**Data records:**
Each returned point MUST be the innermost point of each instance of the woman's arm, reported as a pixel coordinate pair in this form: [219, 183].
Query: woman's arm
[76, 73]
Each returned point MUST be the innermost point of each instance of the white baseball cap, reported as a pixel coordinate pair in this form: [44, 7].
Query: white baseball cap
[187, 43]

==

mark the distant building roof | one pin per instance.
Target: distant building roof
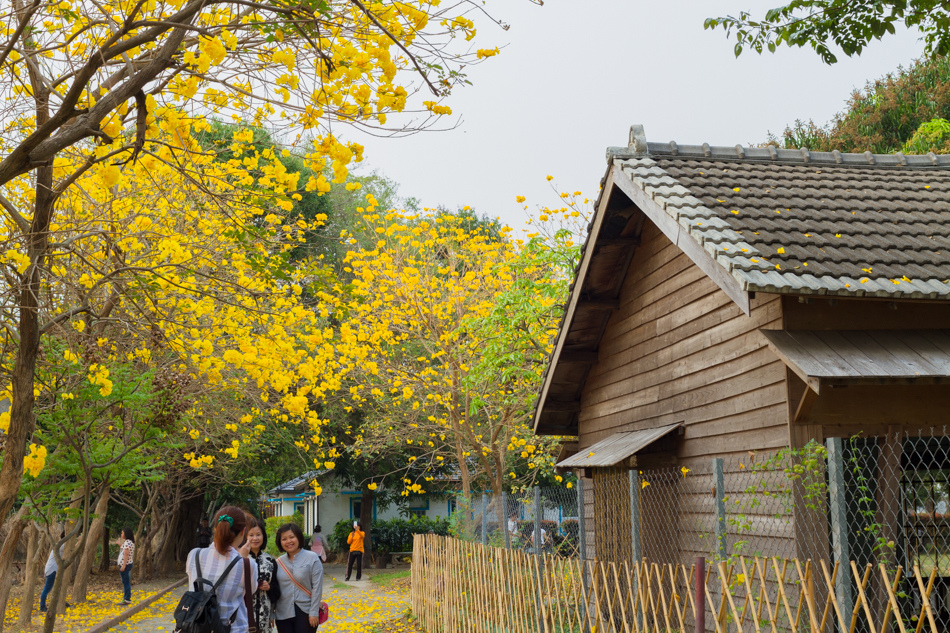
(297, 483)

**Your goal:**
In the entries above, which lines hold the word "reported"? Copy them out.

**Reply:**
Each returned point MUST be the innermost point of each instance of the woman's arm, reported as a pixel coordinate pair in this form: [219, 183].
Each returned point MUST be the innermost point of each instance of the white baseball cap, reported as a pixel coordinate pair in this form: [44, 7].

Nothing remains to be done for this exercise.